(TEXT SEGMENT):
══════════
Jackson Health University Of Miami Projects In Running For Stimulus Funds
Written by Miami Today on October 29, 2009
By Zachary S. Fagenson
All of Jackson Health System’s administrative staff could be based in the health district if county commissioners choose to issue a $60 million stimulus bond to Miami developer the Swerdlow Group.
Commissioners, however, will have to weigh the project against at least one other to decide which will receive the bond money.
CEO Michael Swerdlow appeared before the county’s Industrial Development Authority Tuesday afternoon to pitch the $160 million Civica Towers project in hopes of acquiring a $60 million tax-exempt recovery zone facility bond to help finance the project.
The bond, created under President Obama’s stimulus package, is a tax-exempt private activity bond used in designated recovery zones to finance capital projects.
"This is a way in which Jackson Memorial Hospital can consolidate its far-flung administrative staff," Mr. Swerdlow told members of the authority’s board. The project "is designed first and foremost to reduce [the hospital's] costs."
Some of its staff, he pointed out, are now in the jewelry district in downtown Miami.
The 25-story, 578,000-square-foot building is to rise at 1050 NW 14th St. The site is owned by Miami Hotel Investments Ltd. and late last year was slated to be developed into the Civica Medical Center that would have included medical and traditional office space as well as retail.
Since then, Mr. Swerdlow said his company has re-filed and received approval on a major use special permit for his project, which would include 21,000 square feet of retail space as well as more than 500,000 square feet of medical space, of which more than half would be for the Jackson Health System.
The rest, he added, would consist of class-A medical office space available to doctors from the University of Miami or those in private practice.
Financing for the 22 months of construction, however, is still being worked out. Along with the $60 million bond, Mr. Swerdlow applied for a $40 million taxable recovery zone economic development facility bond. The $100 million, according to a report presented to the authority, would be combined with $40 million from a to-be-determined financing structure from Wells Fargo and $20 million in equity from the Swerdlow Group.
══════════
(PROBLEMS AND TASKS):
a. Answer these questions from the Civica Towers article, one line each:
(i) How many stories is the planned building to have?
(ii) In which part of downtown Miami are some of the hospital's staff now based?
(iii) How much equity is the Swerdlow Group to put into the project?
b. Pick up the Civica Towers article after its last sentence and write the next part.
The listing after this point comes from a source unrelated to the Civica Towers article.
══════════
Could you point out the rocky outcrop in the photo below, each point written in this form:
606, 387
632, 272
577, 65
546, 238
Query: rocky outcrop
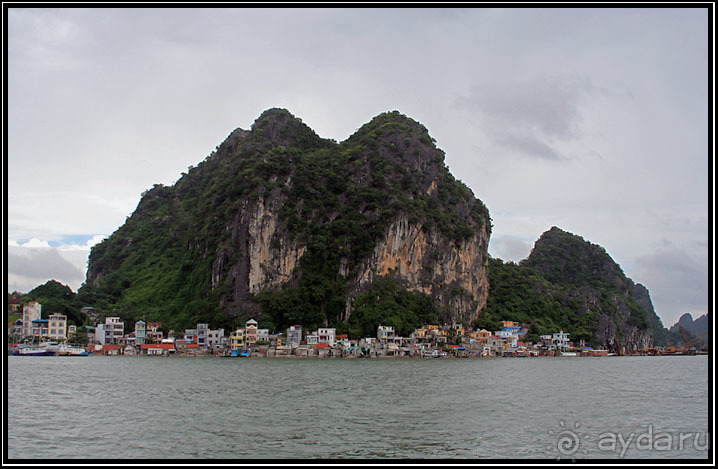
595, 283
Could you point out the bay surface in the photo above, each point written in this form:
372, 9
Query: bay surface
272, 408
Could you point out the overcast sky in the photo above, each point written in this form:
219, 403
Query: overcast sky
592, 120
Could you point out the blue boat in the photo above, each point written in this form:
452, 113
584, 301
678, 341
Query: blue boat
33, 351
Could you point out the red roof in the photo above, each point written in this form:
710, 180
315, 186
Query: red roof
160, 346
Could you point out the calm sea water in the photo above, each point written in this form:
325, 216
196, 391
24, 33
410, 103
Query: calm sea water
234, 408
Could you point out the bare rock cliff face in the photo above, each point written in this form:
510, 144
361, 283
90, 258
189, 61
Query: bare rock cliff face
259, 254
454, 274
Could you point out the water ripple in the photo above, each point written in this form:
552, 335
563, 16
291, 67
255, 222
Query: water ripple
210, 408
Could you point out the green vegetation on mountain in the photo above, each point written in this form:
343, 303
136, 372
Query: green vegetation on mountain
178, 258
568, 283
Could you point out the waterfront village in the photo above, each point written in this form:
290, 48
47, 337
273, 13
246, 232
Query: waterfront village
147, 338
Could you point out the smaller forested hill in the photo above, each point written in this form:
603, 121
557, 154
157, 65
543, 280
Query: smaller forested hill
571, 284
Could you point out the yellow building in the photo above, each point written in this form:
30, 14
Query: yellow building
250, 332
236, 340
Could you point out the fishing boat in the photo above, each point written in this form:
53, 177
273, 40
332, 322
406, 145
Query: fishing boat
35, 351
433, 354
72, 351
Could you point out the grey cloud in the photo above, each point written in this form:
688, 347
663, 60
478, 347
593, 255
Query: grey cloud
509, 248
531, 116
528, 144
677, 281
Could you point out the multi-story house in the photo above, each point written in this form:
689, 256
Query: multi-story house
250, 332
154, 334
91, 313
14, 329
312, 338
481, 336
140, 333
190, 336
111, 332
236, 340
31, 311
57, 327
560, 339
385, 334
202, 333
39, 328
215, 337
294, 335
326, 335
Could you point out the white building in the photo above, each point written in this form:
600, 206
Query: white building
327, 335
57, 327
560, 339
31, 311
385, 334
294, 335
110, 332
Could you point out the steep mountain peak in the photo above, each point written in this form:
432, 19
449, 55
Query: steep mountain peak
391, 124
280, 127
568, 259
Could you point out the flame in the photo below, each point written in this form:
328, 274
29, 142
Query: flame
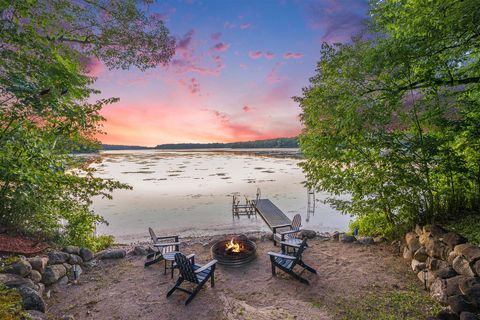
235, 247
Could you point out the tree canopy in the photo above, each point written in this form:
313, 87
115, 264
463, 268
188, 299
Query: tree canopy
392, 118
48, 107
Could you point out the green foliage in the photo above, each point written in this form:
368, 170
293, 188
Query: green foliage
48, 108
408, 304
11, 307
392, 119
469, 227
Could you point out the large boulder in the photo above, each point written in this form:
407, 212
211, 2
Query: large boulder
462, 266
452, 239
112, 254
460, 303
38, 263
53, 273
31, 299
470, 252
411, 239
86, 254
71, 250
57, 257
21, 267
11, 280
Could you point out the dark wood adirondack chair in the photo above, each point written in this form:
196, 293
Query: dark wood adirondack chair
193, 273
166, 247
288, 262
288, 233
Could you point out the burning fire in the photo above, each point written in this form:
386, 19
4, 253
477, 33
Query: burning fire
233, 246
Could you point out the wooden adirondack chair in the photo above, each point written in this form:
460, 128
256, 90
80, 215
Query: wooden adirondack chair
288, 262
166, 247
288, 233
193, 273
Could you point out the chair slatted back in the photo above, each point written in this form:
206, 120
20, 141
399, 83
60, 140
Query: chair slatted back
186, 268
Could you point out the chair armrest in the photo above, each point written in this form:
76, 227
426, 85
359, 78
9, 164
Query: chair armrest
161, 245
206, 266
279, 255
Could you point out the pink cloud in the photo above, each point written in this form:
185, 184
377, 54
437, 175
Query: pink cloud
293, 55
269, 55
255, 54
221, 47
216, 35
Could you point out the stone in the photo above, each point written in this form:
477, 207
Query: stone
452, 239
436, 264
418, 266
438, 291
35, 276
141, 251
462, 266
421, 254
31, 299
53, 273
460, 303
407, 253
470, 252
445, 273
57, 257
74, 259
20, 267
71, 250
411, 239
37, 315
346, 238
469, 316
365, 240
86, 254
437, 249
112, 254
11, 280
38, 263
307, 234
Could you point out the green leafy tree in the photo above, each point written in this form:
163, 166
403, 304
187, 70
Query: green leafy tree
392, 118
46, 108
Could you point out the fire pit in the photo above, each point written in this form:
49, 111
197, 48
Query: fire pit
234, 252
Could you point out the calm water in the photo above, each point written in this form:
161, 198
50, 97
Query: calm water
190, 192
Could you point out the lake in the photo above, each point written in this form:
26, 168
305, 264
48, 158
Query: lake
190, 192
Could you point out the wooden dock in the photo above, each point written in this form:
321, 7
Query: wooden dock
270, 213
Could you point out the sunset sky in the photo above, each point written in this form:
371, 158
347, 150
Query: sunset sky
236, 67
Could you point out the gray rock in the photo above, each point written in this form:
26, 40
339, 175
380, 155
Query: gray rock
37, 315
462, 266
418, 266
365, 240
31, 299
470, 252
57, 257
86, 254
11, 280
38, 263
74, 259
112, 254
460, 303
307, 234
421, 254
53, 273
346, 238
469, 316
35, 276
71, 250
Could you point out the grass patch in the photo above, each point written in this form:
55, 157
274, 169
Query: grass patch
410, 303
11, 305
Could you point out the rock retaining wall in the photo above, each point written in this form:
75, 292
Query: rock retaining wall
448, 267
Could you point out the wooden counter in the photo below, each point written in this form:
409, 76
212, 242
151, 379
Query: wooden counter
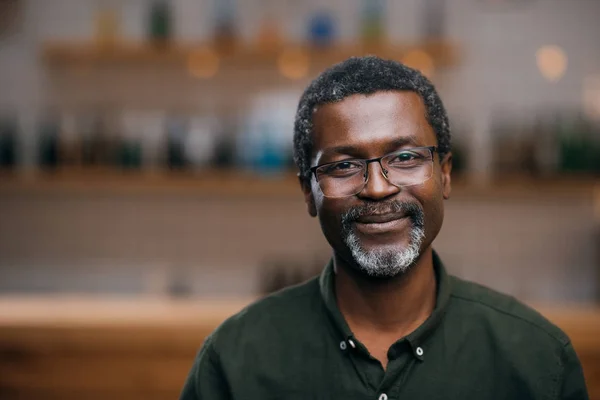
74, 348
══════════
(YOUR RESPONSES):
a.
(i) 25 stories.
(ii) The jewelry district.
(iii) $20 million.

b.
While commercial financing from Wells Fargo isn’t yet in place, a representative of the bank who attended Tuesday’s meeting said it’s "committed to finding a financing structure to help the project move forward."
And even though the project is predicted to create 375 construction jobs and 30 permanent jobs, the authority’s nod of approval of the project was only a first step.
Jackson’s proposed new building will compete for funding with the first of the buildings in the University of Miami’s life sciences park.
Wexford Miami LLC, a subsidiary of Maryland-based developers Wexford Equities LLC, was chosen by the university to develop the first of the park’s buildings. Each of the six research-and-development buildings is to house laboratories, offices and retail space.
And representatives of Wexford went before the authority Sept. 22 to seek the authority’s approval on the same $60 million bond the Swerdlow Group hopes will fund its project.
The county commission, however, will decide the fate of the one bond in December or January, according authority Executive Director James Wagner, and may decide to issue it wholly to one developer or split it amongst the competing projects.
But Mr. Swerdlow seemed confident that his project’s selling point is the opportunity it presents Jackson Health System and, by extension, Miami-Dade County.
"If [the building] works out the way it’s supposed to," he said, "it will reduce [Jackson Health System's] rent to zero."